» What is expected:
Extract every line of the records below verbatim, omitting the picture.

>>>

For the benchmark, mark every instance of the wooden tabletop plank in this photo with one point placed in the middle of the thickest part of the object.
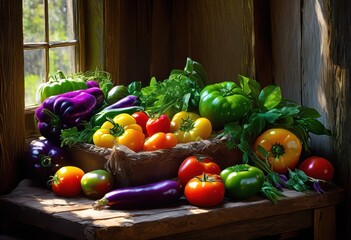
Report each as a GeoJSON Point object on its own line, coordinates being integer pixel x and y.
{"type": "Point", "coordinates": [76, 218]}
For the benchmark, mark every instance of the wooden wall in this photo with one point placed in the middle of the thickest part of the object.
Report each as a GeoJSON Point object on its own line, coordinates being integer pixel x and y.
{"type": "Point", "coordinates": [149, 38]}
{"type": "Point", "coordinates": [12, 127]}
{"type": "Point", "coordinates": [311, 62]}
{"type": "Point", "coordinates": [300, 45]}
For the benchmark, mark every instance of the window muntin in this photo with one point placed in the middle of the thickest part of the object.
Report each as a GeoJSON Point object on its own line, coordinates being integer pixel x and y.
{"type": "Point", "coordinates": [50, 34]}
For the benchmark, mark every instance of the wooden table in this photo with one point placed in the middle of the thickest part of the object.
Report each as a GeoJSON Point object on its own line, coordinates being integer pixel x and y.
{"type": "Point", "coordinates": [75, 218]}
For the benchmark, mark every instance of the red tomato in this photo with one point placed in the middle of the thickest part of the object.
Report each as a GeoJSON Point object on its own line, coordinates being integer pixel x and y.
{"type": "Point", "coordinates": [141, 119]}
{"type": "Point", "coordinates": [196, 165]}
{"type": "Point", "coordinates": [317, 167]}
{"type": "Point", "coordinates": [206, 190]}
{"type": "Point", "coordinates": [66, 181]}
{"type": "Point", "coordinates": [160, 140]}
{"type": "Point", "coordinates": [155, 125]}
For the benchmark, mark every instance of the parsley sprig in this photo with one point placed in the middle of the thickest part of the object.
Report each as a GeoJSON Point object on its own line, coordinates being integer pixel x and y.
{"type": "Point", "coordinates": [179, 92]}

<<<

» Right answer:
For the benchmark, mark every instance of the wooden tabletop plank in this photo with one point placed in the middle of the thickest part of the object.
Report each as a GeoJSON Point object on its own line, coordinates being integer pixel x and y.
{"type": "Point", "coordinates": [76, 218]}
For the benchmark, mark every instance of the wooden wall in this photo with one point placed in the middle of the thickest part of the object.
Report each as a GeoJSON Point object on its own line, coordinates being integer pixel x and y.
{"type": "Point", "coordinates": [149, 38]}
{"type": "Point", "coordinates": [12, 127]}
{"type": "Point", "coordinates": [311, 62]}
{"type": "Point", "coordinates": [300, 45]}
For the benchmark, mark every instance of the window muntin in this photo with one point placed in the middle of the thickest part of the object.
Report each as a GeoJSON Point object on its own line, coordinates being integer pixel x and y.
{"type": "Point", "coordinates": [50, 34]}
For the benchmark, mark every instance of the wooden table in this photo with one point placed in the middle of the thickest part of the object.
Report each as a GeoJSON Point object on its own line, coordinates being integer pixel x and y.
{"type": "Point", "coordinates": [75, 218]}
For the benchmark, mark every instance of the red tomato in this photo with one point placed in the middle of the thickest part of the object.
Report each as a GeoJSON Point object on its own line, coordinates being integer pixel x and y.
{"type": "Point", "coordinates": [141, 119]}
{"type": "Point", "coordinates": [196, 165]}
{"type": "Point", "coordinates": [317, 167]}
{"type": "Point", "coordinates": [206, 190]}
{"type": "Point", "coordinates": [66, 181]}
{"type": "Point", "coordinates": [160, 140]}
{"type": "Point", "coordinates": [155, 125]}
For the benchmark, mark every instance of the parsley sprig in this photo with one point placed in the middle of the thickest part of the object.
Report each as a GeoJSON Point object on its own line, coordinates being integer pixel x and y.
{"type": "Point", "coordinates": [179, 92]}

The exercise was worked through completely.